*Records shown*:
—————
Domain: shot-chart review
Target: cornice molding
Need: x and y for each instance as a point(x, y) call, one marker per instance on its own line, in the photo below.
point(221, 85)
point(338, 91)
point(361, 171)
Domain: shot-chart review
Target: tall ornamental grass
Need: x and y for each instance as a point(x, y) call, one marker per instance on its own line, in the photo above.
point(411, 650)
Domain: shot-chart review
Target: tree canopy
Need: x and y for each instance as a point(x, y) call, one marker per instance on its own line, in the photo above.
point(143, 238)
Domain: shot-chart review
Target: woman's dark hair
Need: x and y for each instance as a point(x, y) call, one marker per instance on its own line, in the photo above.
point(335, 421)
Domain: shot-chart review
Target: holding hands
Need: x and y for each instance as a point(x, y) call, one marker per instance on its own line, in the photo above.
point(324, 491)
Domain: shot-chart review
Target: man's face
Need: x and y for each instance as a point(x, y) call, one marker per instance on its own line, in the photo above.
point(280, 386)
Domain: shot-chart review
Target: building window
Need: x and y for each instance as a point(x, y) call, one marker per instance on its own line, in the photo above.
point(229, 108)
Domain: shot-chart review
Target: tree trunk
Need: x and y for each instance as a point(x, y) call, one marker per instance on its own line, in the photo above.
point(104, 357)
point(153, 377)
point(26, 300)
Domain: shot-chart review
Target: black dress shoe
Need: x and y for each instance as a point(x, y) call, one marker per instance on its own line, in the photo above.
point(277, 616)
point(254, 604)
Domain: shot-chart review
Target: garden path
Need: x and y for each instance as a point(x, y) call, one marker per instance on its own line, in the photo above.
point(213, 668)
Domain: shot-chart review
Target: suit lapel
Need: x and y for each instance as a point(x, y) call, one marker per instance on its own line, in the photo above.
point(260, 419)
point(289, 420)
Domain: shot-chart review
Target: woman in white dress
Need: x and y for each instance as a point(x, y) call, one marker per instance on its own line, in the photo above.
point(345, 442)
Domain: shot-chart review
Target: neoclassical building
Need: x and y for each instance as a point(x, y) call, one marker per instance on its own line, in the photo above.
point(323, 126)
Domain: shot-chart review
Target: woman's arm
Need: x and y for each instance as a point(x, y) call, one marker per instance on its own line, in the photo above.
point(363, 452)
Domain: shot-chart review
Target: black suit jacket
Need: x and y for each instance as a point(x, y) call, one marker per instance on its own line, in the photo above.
—————
*Exercise details*: Pull every line that holds the string "tree" out of the records.

*Response to the exercise*:
Target: tree canopy
Target: tree trunk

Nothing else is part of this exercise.